Entries from a pointing dataset:
——
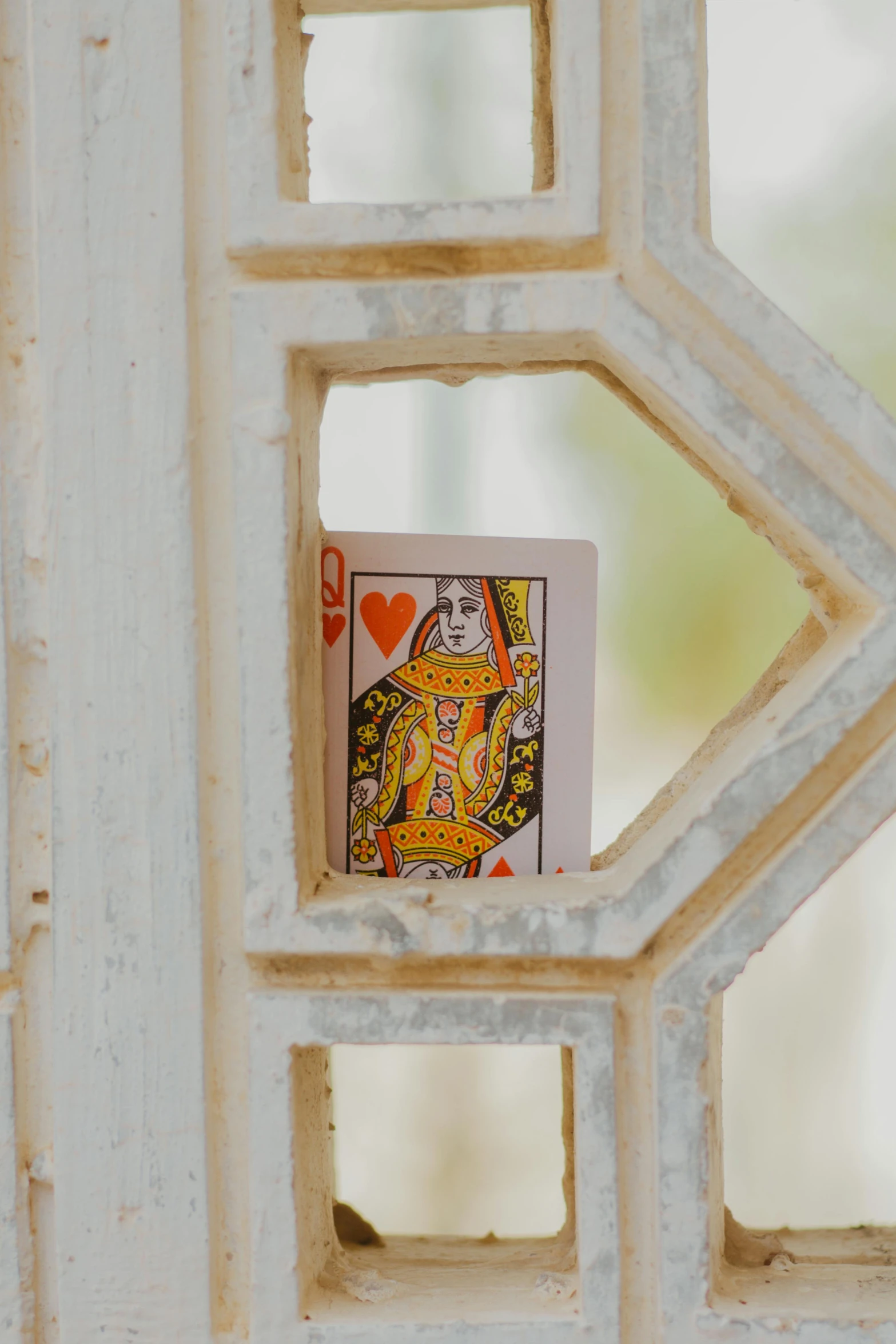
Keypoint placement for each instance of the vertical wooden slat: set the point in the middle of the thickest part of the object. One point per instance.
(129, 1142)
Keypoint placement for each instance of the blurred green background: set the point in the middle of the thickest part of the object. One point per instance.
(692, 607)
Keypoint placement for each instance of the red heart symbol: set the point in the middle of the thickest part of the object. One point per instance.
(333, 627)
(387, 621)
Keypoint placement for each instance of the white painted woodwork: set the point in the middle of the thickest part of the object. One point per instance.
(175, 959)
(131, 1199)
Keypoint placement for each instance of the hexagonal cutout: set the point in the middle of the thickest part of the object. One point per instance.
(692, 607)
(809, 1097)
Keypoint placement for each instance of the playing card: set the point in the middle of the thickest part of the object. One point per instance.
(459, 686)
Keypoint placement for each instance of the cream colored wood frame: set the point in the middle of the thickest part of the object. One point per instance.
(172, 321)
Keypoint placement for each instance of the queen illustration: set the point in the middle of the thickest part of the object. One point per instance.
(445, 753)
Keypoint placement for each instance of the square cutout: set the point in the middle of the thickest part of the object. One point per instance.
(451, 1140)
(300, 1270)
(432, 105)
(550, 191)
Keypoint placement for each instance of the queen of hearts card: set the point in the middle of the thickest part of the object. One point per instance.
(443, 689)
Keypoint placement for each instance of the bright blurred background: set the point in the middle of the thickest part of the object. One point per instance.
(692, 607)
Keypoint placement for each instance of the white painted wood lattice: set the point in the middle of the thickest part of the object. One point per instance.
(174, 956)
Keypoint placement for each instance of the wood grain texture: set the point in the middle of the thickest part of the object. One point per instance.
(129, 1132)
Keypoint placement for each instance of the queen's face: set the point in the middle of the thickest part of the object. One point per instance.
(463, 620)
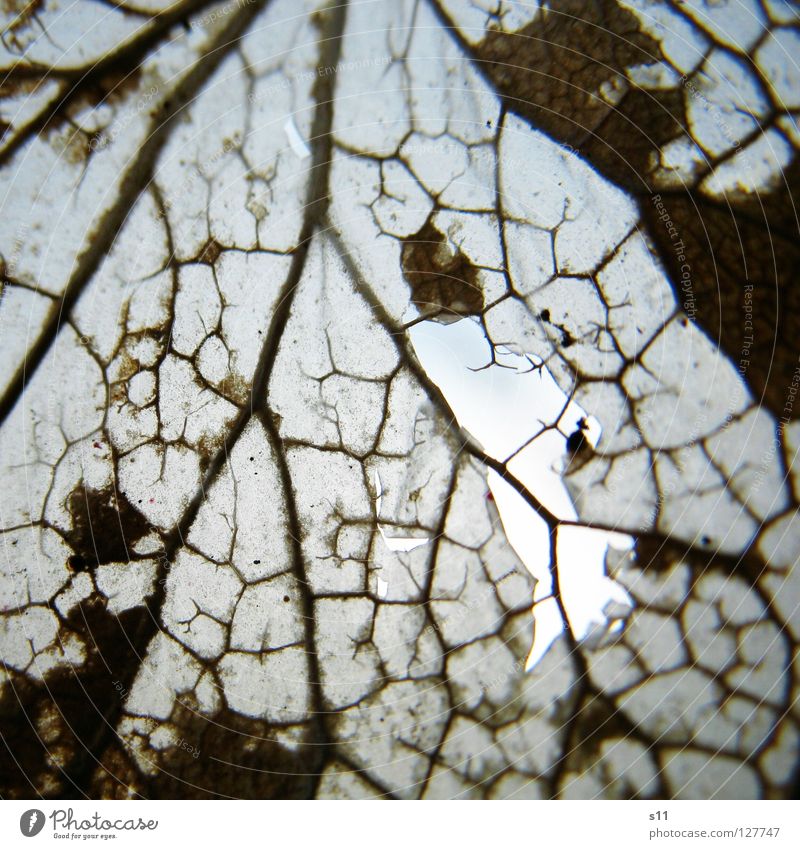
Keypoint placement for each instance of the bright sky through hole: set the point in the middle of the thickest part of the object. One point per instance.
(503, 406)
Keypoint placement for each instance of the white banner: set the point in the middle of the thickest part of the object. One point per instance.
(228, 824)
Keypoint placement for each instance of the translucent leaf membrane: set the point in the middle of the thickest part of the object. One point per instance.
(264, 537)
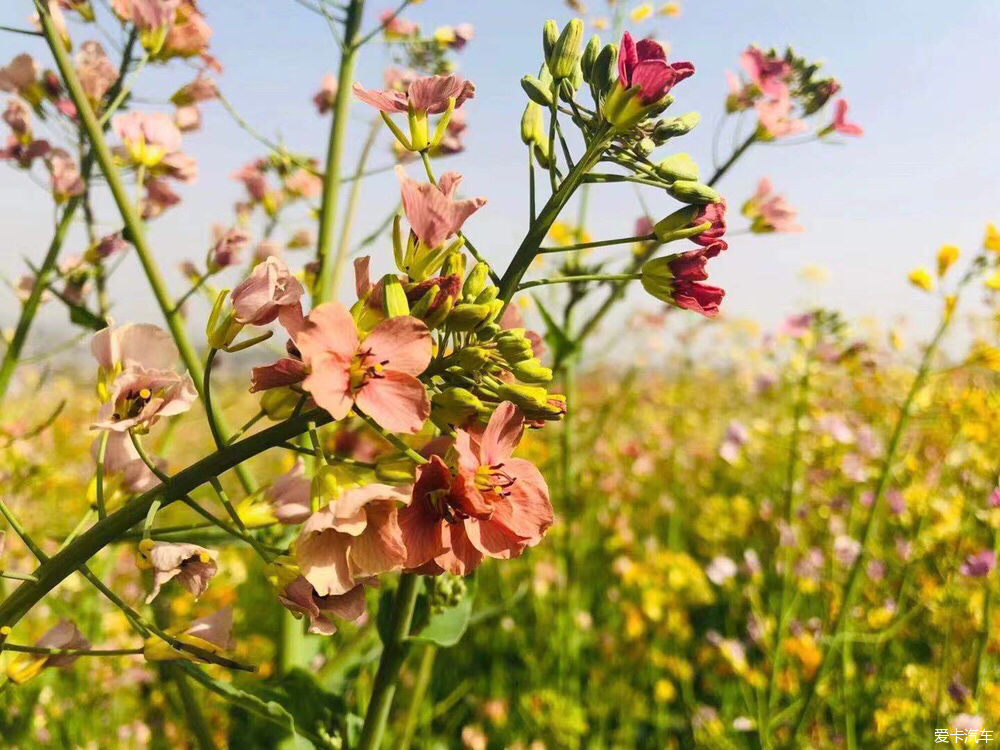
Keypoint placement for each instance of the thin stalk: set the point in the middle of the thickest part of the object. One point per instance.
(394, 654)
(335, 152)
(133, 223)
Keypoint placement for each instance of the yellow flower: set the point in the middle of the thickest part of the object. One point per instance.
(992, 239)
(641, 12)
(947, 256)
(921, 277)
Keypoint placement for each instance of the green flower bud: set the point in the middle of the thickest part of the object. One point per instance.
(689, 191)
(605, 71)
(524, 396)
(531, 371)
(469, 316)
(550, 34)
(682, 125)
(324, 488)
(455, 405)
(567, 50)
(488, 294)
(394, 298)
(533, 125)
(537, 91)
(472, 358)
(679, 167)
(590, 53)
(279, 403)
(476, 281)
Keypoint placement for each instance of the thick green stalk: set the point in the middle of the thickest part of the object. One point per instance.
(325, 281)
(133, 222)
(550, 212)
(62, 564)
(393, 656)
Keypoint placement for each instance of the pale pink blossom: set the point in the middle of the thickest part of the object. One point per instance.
——
Stated problem:
Rewrite all of the material, replacing every occurrence of "Keypoint placement" with "Point placement" and keeping everything else unchanged. Omit the pictures from your answer.

Written response:
Point placement for each instance of the vertical wooden slat: set the point in the middle of the thickest part of the object. One point per instance.
(129, 1142)
Point placement for each instance of the blurred green background: set the point in the middle of the thickest part of the object. One point per instance.
(692, 607)
Point placement for each instance of the red heart symbol: set the point in the middle of the thickest part of the object. One point per instance.
(333, 627)
(387, 621)
Point placement for each instance of the white painted woodwork: set the point in the middle of the thickest part of the object. One point per instance.
(175, 959)
(131, 1199)
Point placement for each instance of the hexagonal cutout: set the point in the middle of the thickest part of the object. One point per instance.
(692, 607)
(809, 1097)
Point placement for each instance of the playing card: set the point in the middle of the thickest part of the object. One point per instance.
(459, 686)
Point placement for each instance of the cream colored wood frame: set the point in the middle of the thickest part of the object. One point per instance.
(172, 321)
Point placement for each instance of the queen illustration: set the point in the middle of the thickest part of the object. One point per instance.
(445, 753)
Point placement for each instance of the square cutout: set the point in the middle of the thickest part of the object. One point per instance.
(451, 1140)
(300, 1270)
(432, 105)
(550, 191)
Point placement for each instance of the queen of hearts card: set the point in the middle of the thickest part of the object. One point per instance.
(443, 689)
Point placement for each instance of the bright blurred background: set the point in the middle of the thickest part of the object. One point per instance.
(692, 607)
Point placement for each instance of the white painted wood lattice: set the point in the middle of the thickest part of the object. One point per instance.
(174, 956)
Point placement for each instance of the wood grain texture: set the point in the middle of the thickest part of the object. One point per instance.
(129, 1132)
Point placement for each instance of the queen's face: set the point in the middle of the thickest part of the object. One point per instance.
(463, 620)
Point placement for each instance of the bright sky through hole: set the point in the middle of the thickest part of the object. One point per instance.
(503, 406)
Point placement for each instance of the white banner: set the point in the middle of the thickest part of the object. One point per instance.
(228, 824)
Point placement for each instance of the translucent leaf membrane: set the point in the middle of the thickest part of the object. One point per instance.
(264, 537)
Point placement for each instance of the thin stalk: set the point in the middle of the thickest part of the object. One point per instance.
(394, 654)
(335, 152)
(133, 223)
Point placement for each instance of the yellow flower: set the point in the middle of the thickest part of the object. One point per instance.
(992, 239)
(641, 12)
(947, 256)
(921, 277)
Point placement for each instance of the green flower bud: set the point in the middle of the thickest part of the object. One point per instance.
(689, 191)
(605, 71)
(524, 396)
(531, 371)
(469, 316)
(550, 34)
(682, 125)
(324, 488)
(455, 405)
(567, 50)
(488, 294)
(394, 298)
(533, 125)
(537, 91)
(472, 358)
(679, 167)
(590, 53)
(279, 403)
(476, 281)
Point placement for each instance of the thick green stalk: set the point in the middle of the thickest part of the object. One point per instance.
(325, 281)
(133, 222)
(550, 212)
(62, 564)
(393, 656)
Point placement for each instance of the pale pink blossom: set the point in the middle of the thickest part of the object. One point per instance.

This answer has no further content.